TASK TO CARRY OUT
Pick out and copy each line in the items below that contains the string "logo". Letter case must match.

RAW DATA
---

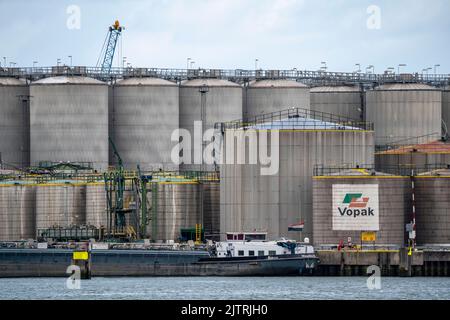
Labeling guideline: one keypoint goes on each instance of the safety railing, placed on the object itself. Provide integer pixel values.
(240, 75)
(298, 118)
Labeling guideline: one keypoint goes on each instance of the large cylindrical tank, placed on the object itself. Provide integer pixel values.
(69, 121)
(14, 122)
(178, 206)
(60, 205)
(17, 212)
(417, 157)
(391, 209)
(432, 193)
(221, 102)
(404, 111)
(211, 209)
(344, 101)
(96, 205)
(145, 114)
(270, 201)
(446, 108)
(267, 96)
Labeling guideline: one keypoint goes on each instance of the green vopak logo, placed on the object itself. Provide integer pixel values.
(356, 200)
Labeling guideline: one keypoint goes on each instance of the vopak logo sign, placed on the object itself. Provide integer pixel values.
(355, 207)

---

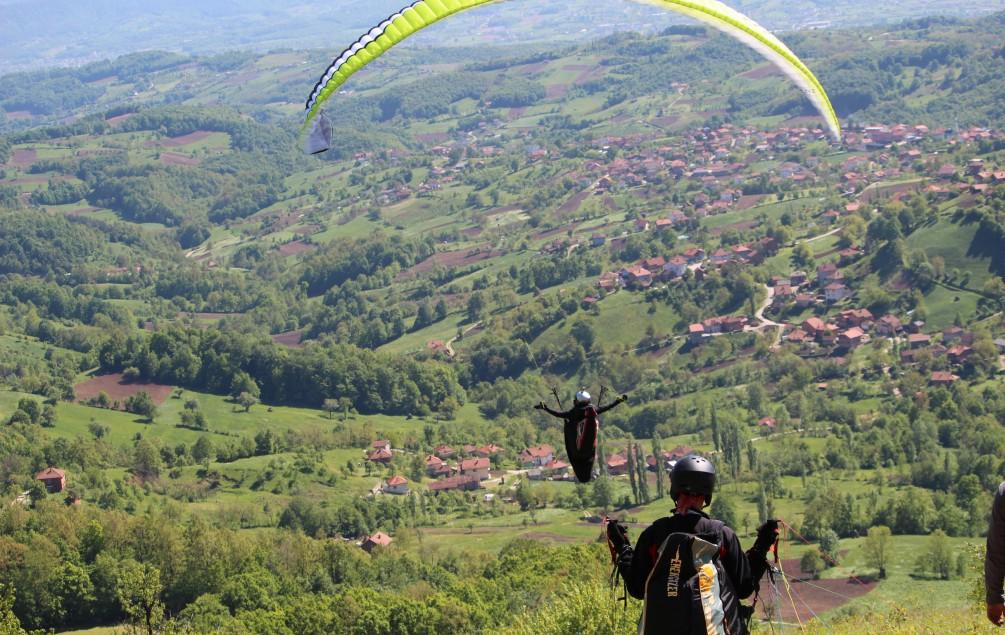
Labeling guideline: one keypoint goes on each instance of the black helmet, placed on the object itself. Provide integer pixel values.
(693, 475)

---

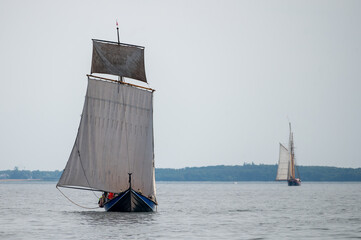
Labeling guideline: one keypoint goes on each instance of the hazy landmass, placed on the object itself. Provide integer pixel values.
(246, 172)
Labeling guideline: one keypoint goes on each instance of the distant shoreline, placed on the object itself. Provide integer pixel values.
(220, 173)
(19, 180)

---

WORKED ANSWER
Labeling guideline: one keypoint goes on each instance of the green vopak logo, placed on the object itself. Provide integer pixel values.
Labeling guideline: one keypoint goes on each instance of the vopak logo sign, placed on the object itself. Provide integer pixel values.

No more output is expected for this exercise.